***** SUPPLIED RECORDS

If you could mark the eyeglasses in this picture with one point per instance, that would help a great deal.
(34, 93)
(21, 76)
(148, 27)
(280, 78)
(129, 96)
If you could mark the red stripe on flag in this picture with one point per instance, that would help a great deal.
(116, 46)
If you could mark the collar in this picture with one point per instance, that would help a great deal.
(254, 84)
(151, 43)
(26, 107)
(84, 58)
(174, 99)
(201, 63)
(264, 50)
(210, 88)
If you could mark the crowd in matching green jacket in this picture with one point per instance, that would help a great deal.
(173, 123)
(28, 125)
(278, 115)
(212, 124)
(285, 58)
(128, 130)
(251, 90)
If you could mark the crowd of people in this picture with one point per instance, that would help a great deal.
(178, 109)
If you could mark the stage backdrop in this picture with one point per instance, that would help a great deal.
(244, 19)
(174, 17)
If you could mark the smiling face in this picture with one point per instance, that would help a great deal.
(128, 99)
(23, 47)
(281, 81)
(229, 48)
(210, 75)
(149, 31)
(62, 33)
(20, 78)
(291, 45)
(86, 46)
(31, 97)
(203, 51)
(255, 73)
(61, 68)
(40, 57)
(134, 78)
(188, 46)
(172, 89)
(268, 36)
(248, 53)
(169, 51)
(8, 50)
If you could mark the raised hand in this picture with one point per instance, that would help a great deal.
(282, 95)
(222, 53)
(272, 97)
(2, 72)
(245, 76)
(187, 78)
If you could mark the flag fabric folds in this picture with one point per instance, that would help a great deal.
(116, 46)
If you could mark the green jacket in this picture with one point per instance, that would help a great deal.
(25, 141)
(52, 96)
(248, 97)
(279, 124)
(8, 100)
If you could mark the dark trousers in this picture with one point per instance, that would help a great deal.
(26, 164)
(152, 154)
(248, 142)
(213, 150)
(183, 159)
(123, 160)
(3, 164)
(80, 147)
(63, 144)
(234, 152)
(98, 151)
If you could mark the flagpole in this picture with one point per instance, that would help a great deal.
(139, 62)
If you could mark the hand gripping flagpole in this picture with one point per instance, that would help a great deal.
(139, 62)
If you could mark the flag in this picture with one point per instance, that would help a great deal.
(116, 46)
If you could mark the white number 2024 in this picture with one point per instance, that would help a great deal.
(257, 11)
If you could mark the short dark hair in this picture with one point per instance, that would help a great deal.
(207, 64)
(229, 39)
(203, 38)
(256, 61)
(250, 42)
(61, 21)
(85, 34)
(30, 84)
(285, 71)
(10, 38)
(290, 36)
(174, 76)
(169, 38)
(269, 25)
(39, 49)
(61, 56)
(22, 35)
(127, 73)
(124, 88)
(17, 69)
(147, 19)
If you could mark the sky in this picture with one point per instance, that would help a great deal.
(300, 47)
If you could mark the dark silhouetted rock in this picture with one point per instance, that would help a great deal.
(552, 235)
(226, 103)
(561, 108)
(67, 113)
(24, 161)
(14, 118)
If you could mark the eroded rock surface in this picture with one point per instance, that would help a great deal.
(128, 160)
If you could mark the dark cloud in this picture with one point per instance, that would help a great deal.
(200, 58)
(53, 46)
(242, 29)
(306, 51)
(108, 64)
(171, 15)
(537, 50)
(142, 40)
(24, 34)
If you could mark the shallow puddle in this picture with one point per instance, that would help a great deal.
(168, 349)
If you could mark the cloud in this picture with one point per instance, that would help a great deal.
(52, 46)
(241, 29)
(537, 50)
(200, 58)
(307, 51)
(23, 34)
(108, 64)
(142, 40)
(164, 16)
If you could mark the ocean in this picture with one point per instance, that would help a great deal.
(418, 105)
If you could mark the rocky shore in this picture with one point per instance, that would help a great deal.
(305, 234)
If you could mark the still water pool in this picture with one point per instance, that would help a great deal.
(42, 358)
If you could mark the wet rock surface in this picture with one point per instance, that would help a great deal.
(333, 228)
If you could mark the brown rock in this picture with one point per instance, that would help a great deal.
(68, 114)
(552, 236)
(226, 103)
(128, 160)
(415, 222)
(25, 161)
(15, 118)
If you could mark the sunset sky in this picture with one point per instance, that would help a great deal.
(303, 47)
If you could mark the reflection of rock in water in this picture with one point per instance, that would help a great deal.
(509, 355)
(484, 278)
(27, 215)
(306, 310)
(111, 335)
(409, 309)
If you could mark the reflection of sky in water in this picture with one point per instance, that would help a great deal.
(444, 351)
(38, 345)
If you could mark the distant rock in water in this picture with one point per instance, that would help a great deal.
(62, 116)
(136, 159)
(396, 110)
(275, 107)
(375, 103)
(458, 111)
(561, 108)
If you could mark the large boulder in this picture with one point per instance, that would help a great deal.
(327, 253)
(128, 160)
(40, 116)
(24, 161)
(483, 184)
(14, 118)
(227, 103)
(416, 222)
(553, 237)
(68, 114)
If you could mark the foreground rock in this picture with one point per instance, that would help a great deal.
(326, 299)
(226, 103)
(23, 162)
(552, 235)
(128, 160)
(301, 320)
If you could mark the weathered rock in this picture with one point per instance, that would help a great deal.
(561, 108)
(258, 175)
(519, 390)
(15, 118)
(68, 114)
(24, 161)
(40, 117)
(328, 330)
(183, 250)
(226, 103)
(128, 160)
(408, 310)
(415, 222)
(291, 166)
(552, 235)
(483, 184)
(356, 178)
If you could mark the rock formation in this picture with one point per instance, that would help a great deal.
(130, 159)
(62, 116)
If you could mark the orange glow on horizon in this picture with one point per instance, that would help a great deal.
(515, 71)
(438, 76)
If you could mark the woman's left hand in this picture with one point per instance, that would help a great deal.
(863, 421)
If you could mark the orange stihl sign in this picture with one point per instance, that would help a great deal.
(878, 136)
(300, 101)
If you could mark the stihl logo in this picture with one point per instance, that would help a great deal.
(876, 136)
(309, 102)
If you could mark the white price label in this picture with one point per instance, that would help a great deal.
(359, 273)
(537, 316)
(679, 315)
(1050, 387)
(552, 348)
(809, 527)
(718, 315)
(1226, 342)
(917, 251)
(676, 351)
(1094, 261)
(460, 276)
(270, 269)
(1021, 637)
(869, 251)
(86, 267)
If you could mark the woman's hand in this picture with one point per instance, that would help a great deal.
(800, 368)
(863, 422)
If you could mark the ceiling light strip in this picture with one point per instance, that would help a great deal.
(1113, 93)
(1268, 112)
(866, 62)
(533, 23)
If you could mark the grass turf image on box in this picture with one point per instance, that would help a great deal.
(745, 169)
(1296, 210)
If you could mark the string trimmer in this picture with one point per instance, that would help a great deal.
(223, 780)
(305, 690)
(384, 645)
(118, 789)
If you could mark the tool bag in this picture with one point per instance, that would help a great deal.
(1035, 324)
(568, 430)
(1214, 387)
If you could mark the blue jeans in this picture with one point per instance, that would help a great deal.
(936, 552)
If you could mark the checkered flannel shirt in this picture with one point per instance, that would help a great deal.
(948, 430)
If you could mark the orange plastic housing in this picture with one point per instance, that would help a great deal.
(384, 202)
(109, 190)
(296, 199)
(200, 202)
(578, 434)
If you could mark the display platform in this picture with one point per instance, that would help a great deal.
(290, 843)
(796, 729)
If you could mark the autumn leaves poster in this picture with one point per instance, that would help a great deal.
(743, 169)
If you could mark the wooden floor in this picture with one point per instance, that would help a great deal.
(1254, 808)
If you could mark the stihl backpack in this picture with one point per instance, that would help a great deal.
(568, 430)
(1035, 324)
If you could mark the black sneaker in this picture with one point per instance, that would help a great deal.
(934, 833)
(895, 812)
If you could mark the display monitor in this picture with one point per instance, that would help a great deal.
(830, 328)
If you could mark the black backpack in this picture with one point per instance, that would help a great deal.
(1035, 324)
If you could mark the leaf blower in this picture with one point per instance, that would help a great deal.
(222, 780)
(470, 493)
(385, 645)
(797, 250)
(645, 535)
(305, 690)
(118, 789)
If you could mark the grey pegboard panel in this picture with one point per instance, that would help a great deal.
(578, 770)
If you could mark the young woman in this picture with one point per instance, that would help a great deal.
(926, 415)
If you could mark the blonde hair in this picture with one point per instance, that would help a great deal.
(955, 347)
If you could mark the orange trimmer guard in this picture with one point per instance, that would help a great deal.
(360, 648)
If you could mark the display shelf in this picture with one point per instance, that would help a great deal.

**********

**GIVEN INSTRUCTION:** Repeat exactly, and only, the lines from the line with "If you could mark the display monitor" through the end of the listing above, both ends included.

**RESULT:**
If you could mark the display monitor in this picture with one point per instance, that would help a great deal.
(830, 328)
If you could mark the black backpack in this picture with one point per instance, that would help a great deal.
(1035, 324)
If you could mark the leaf blower in this picture with one point per instance, that would help a great deal.
(222, 780)
(470, 493)
(385, 645)
(797, 250)
(645, 535)
(305, 690)
(118, 789)
If you could mark the grey pegboard panel in this picture with one point per instance, that would help a great deal.
(578, 770)
If you could mark the young woman in this picture with one point per instance, that would help a great deal.
(926, 415)
If you could mark the blonde hair in this picture with one point per instance, that would help a great deal.
(955, 347)
If you could mark the orange trimmer guard in this picture with one point per instance, that would help a great deal.
(360, 648)
If you could mark the display shelf in this picture with one point per instance, that would help a great deal.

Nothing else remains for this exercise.